[Stored data]
_____

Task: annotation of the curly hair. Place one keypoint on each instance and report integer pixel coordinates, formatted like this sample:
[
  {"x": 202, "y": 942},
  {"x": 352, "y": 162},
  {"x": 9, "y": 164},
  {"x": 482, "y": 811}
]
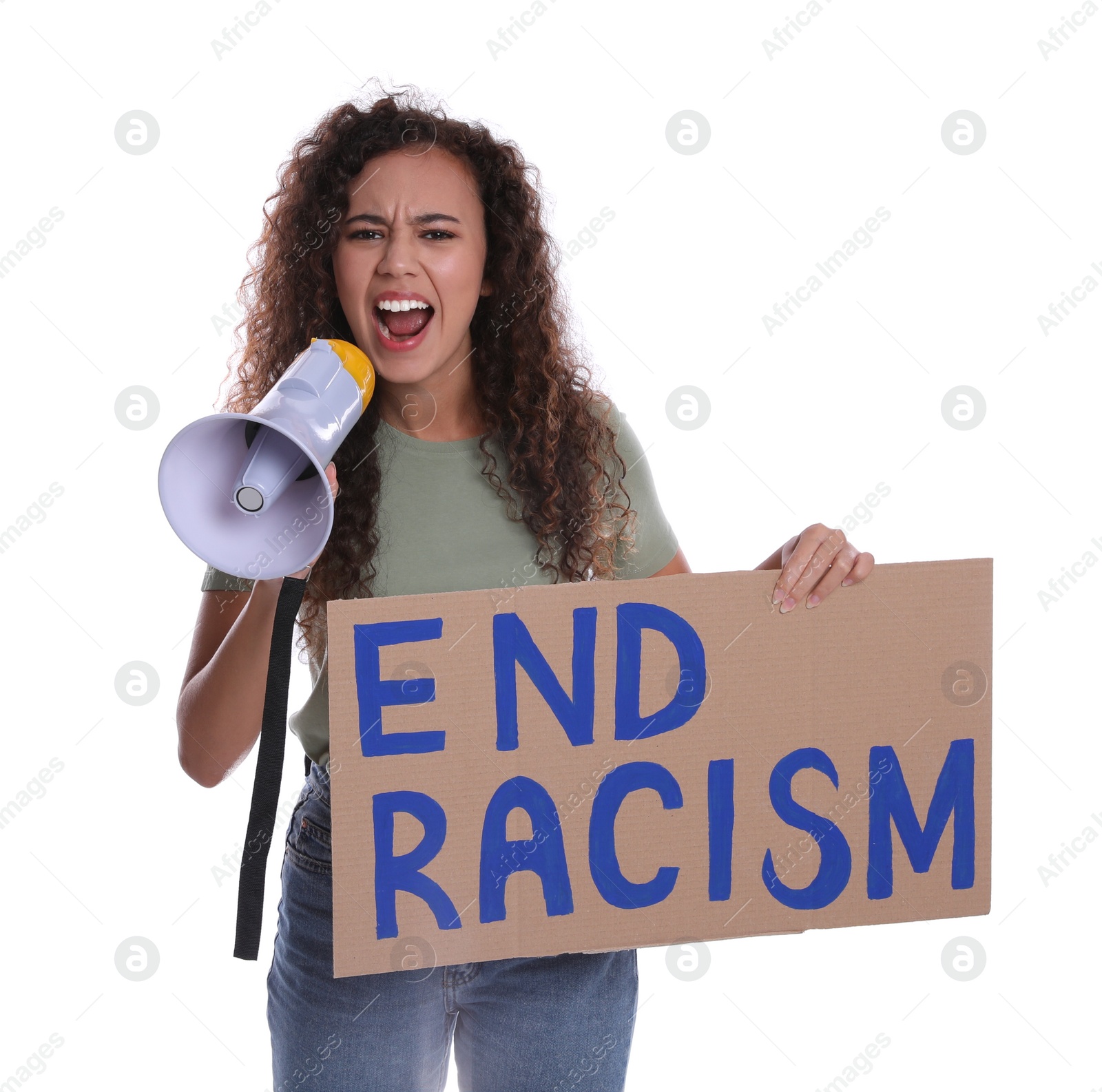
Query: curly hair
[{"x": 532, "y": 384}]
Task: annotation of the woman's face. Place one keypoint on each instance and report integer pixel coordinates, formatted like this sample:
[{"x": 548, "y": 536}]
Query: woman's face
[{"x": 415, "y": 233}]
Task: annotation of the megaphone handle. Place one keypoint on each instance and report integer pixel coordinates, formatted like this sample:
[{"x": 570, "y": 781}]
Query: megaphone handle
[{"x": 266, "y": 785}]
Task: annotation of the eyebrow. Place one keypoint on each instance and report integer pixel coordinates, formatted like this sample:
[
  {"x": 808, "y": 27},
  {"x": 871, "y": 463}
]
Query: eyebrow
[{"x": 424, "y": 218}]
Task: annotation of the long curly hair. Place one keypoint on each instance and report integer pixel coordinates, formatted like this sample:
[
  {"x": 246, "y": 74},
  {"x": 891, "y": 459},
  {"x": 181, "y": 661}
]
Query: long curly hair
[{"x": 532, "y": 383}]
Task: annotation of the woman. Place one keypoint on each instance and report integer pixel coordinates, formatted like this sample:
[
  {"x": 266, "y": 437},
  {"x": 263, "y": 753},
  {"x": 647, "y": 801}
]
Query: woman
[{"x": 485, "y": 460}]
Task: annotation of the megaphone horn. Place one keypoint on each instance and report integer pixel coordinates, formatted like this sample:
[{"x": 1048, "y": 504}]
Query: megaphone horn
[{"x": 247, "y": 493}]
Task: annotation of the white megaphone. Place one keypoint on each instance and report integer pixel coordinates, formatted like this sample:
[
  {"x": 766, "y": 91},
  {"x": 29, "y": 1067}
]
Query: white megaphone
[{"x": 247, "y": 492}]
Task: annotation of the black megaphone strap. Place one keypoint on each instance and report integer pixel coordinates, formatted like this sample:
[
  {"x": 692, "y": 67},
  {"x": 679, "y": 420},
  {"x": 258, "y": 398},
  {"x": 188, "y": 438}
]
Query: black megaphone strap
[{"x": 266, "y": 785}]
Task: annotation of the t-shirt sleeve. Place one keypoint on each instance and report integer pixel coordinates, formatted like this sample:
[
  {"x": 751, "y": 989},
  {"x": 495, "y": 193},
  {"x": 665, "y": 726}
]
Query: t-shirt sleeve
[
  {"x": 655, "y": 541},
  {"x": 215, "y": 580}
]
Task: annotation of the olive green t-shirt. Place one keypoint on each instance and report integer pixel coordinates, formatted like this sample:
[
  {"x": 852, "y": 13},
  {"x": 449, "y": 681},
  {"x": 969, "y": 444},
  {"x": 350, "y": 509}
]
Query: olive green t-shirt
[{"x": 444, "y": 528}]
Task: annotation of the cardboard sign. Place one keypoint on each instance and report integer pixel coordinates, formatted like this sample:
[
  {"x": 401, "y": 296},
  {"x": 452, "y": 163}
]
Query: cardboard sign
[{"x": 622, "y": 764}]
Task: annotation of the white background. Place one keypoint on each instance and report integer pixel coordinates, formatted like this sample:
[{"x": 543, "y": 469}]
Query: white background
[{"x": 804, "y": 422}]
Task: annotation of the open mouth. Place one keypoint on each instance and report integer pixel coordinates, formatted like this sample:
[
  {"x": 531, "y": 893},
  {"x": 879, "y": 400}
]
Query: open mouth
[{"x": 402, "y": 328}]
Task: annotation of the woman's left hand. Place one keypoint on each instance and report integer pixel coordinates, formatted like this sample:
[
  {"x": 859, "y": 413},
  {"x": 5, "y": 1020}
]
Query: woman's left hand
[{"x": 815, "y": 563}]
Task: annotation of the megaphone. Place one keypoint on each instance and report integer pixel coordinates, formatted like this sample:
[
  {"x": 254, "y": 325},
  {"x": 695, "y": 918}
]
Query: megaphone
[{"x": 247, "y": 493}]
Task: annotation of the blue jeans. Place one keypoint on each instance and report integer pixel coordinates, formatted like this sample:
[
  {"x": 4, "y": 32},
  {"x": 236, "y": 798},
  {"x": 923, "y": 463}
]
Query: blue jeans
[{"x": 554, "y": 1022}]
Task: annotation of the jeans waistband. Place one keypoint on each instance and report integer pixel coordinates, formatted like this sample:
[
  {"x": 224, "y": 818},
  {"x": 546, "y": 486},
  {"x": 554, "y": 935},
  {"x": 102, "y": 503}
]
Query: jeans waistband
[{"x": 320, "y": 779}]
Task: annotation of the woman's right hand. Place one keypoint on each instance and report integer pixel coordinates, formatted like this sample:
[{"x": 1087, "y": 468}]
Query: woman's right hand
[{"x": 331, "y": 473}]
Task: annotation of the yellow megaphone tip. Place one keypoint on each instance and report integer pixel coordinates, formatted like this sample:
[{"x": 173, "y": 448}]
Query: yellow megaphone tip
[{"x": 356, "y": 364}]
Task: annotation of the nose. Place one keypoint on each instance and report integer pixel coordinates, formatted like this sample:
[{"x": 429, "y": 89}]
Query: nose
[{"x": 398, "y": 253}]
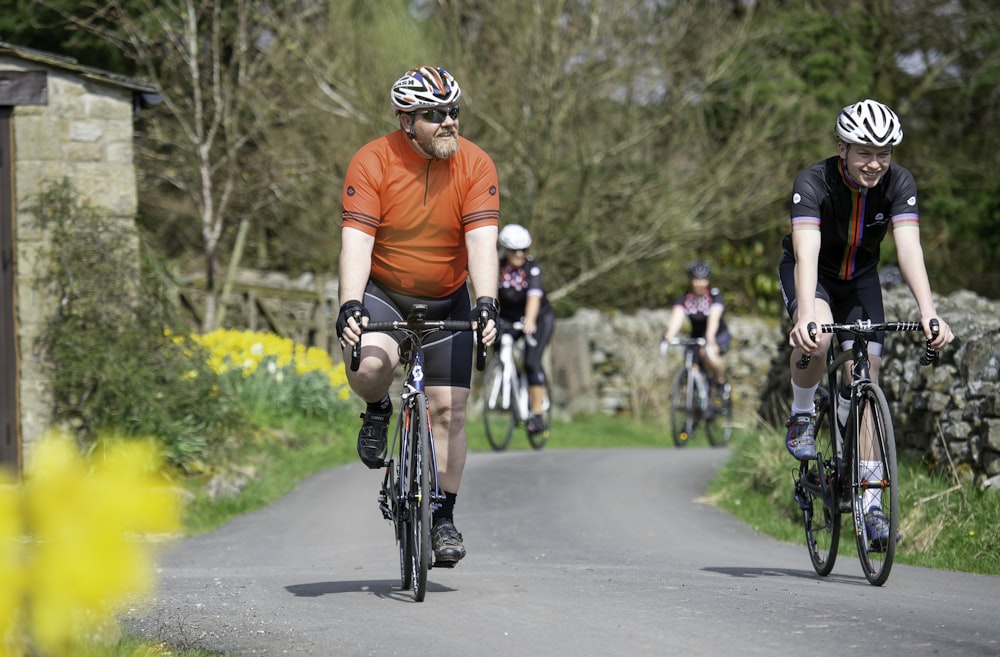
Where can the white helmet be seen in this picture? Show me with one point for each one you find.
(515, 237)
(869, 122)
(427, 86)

_____

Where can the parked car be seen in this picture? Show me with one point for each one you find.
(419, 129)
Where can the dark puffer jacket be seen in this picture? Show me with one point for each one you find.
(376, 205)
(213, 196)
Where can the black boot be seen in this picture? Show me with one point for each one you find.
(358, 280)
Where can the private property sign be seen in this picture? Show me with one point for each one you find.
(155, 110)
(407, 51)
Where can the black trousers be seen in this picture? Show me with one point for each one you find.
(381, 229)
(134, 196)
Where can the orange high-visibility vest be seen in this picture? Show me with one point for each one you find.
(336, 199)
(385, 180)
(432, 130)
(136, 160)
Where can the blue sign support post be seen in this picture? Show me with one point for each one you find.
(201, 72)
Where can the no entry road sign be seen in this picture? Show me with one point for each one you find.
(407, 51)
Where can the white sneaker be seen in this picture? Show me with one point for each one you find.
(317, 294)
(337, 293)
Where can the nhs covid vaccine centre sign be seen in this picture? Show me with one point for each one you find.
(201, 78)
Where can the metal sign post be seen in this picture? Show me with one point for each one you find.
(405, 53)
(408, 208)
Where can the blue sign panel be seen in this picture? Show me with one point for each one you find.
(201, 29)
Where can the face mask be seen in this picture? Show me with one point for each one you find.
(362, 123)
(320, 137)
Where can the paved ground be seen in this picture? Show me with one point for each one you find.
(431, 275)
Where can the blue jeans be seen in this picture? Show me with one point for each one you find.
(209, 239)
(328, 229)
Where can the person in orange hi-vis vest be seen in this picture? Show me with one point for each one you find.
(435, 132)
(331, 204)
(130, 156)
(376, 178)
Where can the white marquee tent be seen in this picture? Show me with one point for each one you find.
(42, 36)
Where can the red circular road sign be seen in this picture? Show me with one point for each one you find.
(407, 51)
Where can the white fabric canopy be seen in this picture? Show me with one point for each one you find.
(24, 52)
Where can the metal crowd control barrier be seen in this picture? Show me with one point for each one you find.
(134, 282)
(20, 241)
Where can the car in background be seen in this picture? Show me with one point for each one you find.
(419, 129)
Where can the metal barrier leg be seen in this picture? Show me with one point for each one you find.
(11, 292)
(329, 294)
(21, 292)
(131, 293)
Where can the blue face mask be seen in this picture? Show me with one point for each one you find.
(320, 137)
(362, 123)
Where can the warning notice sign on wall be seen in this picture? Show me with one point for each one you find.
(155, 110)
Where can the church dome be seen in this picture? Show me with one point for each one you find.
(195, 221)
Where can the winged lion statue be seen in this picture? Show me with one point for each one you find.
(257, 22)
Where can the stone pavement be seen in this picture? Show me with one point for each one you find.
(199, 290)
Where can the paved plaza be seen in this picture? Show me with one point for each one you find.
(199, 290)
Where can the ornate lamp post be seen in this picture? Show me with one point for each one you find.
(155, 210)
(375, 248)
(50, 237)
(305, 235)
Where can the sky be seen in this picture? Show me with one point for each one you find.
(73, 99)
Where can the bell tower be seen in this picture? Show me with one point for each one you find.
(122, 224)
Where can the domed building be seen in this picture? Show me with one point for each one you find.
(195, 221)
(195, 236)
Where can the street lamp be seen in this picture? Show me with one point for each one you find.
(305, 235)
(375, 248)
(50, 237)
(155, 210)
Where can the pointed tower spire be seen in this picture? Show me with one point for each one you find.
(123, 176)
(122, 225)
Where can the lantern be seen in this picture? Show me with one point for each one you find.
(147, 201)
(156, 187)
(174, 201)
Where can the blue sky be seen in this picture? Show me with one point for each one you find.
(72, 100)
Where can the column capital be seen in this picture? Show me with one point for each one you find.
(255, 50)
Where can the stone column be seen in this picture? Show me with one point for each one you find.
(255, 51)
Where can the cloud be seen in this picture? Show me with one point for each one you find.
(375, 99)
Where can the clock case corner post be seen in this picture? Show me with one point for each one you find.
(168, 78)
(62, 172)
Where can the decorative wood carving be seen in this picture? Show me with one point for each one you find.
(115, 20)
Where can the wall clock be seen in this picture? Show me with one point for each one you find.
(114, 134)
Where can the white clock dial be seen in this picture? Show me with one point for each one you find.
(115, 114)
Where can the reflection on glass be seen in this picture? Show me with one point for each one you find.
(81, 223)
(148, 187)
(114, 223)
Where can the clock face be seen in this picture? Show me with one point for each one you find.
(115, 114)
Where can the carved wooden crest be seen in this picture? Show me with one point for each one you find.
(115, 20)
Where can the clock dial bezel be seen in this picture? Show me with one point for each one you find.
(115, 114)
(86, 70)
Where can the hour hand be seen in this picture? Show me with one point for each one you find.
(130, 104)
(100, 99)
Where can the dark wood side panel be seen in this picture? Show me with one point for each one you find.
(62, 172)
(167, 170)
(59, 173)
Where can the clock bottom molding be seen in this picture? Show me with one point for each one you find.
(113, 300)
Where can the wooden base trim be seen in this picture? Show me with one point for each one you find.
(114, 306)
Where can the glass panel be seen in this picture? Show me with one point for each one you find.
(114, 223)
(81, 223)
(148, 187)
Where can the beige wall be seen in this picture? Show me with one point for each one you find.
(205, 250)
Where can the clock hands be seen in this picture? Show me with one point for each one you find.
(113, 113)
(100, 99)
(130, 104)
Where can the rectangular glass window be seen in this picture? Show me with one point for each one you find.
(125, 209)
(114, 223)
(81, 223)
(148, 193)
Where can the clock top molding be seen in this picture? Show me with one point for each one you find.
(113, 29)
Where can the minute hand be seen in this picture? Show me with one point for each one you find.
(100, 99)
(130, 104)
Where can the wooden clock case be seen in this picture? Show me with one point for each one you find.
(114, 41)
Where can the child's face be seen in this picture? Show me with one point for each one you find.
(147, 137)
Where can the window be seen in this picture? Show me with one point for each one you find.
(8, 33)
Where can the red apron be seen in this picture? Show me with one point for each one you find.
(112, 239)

_____

### Request
Pull out every line of the entries above that contains the string "wall", treating uppercase and lowercase as different.

### Answer below
Where can the warning notice sign on wall be seen in this picture? Show me with one point for each one you find.
Where can the wall clock be seen in this picture? Show me with one point for each one you find.
Where can the beige wall be seen in this picture? Show me with one point for each one you find.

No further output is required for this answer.